REQUIRED TASKS>
- a) Using the CHVRCHES piece, decide whether each statement agrees with it: (i) Cook and Doherty met in a computer music class at the University of Glasgow; (ii) the two began working together with guitars in August 2011; (iii) Cook says Mayberry's accent sounds stronger on recordings than when she talks. Give yes or no for each, with the words from the piece that settle it.
- b) Carry on the CHVRCHES piece, picking up after its final sentence.

>> Start PAGE EXTRACT

Who: Iain Cook and Martin Doherty, the production duo behind Scottish synth-pop upstarts CHVRCHES, met in the right place: a “computer music” class at the University of Glasgow. Having long played in separate but intersecting indie-rock outfits, the two set time aside to finally collaborate without guitars or a “roadmap” in August of 2011. Once they had some demos in hand, Cook, 38, approached Blue Sky Archives frontdynamo Lauren Mayberry to come by the studio and sing over them. “It was immediately a great fit,” Cook says. “The thing that attracted me to her voice was how idiosyncratic it was: it’s unmistakably unique and it didn’t sound in any way like a generic electronic artist’s might. Her accent comes across really strongly but it’s quite natural. You hear some bands, especially from Glasgow — and I’m not naming any names — whose accents [on recordings] can sound much stronger than when they actually talk. With Lauren, that’s how she sounds when she talks. “

Cloud Cover: “I think the weather has a massive influence on the music that comes out of Britain,” Cook says, pointing to northern cities like Glasgow and Manchester in particular. “There’s a melancholy that comes from perpetual grayness and clouds and colds. It’s inseparable.” And while he concedes that said melancholy might be difficult to detect amid the candied surfaces and effervescent melodies of CHVRCHES’ debut EP, Recover, Cook insists it’s there. “That vein runs through everything we do,” he says, just days after wrapping up the recording of the trio’s first full-length last month. “Lyrically, and in the melodies, I think that’s something that we can never really shake even if we wanted to.”

>> End PAGE EXTRACT
>> Start SUPPLIED INFORMATION

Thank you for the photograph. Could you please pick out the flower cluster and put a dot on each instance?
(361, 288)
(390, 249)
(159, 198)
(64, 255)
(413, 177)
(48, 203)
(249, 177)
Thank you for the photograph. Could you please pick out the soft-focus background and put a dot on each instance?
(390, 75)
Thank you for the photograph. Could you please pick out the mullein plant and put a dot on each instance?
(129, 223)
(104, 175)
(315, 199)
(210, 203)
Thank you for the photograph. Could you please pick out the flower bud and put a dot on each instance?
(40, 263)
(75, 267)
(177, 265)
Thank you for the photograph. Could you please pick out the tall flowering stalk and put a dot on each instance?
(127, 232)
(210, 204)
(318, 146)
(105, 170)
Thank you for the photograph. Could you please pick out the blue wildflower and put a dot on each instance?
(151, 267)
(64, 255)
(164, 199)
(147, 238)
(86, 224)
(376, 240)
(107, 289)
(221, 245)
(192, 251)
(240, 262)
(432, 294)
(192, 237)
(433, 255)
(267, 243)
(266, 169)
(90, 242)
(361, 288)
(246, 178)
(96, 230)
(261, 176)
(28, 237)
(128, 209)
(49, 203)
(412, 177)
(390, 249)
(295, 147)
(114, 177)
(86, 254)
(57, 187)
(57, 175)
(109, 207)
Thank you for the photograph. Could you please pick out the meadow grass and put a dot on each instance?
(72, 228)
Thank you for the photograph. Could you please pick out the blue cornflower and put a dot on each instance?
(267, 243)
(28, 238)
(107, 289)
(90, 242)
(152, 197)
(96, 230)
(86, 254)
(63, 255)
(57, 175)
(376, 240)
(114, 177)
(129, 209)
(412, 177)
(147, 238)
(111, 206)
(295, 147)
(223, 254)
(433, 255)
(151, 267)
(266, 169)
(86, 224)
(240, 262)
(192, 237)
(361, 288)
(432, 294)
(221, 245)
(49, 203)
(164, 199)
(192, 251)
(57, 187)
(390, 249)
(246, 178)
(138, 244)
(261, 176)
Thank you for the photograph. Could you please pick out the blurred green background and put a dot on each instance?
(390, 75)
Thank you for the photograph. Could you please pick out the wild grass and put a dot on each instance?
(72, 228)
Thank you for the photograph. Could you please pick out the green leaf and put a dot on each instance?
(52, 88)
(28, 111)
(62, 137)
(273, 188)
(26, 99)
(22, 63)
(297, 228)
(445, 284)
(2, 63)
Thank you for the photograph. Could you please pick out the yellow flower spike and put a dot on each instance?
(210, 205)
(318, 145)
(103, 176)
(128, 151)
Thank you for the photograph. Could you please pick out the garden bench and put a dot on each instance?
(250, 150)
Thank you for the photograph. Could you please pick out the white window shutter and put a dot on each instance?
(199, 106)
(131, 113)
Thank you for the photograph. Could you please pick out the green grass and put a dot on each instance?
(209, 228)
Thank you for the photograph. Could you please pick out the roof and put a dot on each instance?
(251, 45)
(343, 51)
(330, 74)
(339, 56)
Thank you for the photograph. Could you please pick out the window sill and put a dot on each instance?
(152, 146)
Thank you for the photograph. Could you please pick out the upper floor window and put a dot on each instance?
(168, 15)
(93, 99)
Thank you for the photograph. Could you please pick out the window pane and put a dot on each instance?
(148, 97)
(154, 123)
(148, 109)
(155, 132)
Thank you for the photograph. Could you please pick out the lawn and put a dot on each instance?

>> End SUPPLIED INFORMATION

SET OF ANSWERS>
- a)
(i) Yes: "a “computer music” class at the University of Glasgow"
(ii) No: "without guitars or a “roadmap” in August of 2011"
(iii) No: "With Lauren, that’s how she sounds when she talks."

- b)
Organic Android: But the transition from guitars to synths, Cook adds, was surprisingly fluid. “It sounds really cheesy, but it’s just about doing what sounds right,” he says of maintaining some semblance of the organic. “We think of ourselves as an ‘indie’ band in a lot of ways, but instead of guitars we use synths. We tend to distort things and drive things and put them through boxes. Electronic artists have really pure synthetic sounds, but we beef them up a bit to make them sound a bit more lively. We push the vocal element — the treatments and backing vocals — to make everything more human.”

Cram Session: When their first MP3, “Lies,” appeared online last May, there was an intense demand for live performances before CHVRCHES had even rehearsed. “It was bloody terrifying,” Cook says of their first official gig at Glasgow’s Stereo club. “A lot of people came up from London record companies; A&R guys and publishers. The pressure was really high, and we’d only done a couple of secret shows under a different name, just to ensure that we could do it and it wouldn’t be awful. But our friend runs the venue so we managed to get it for a couple of days before, just so we were able to rehearse and rehearse and rehearse in the room we were actually going to be playing in.” He laughs. “We weren’t expecting anyone to give a fuck, but we were delighted when they did.”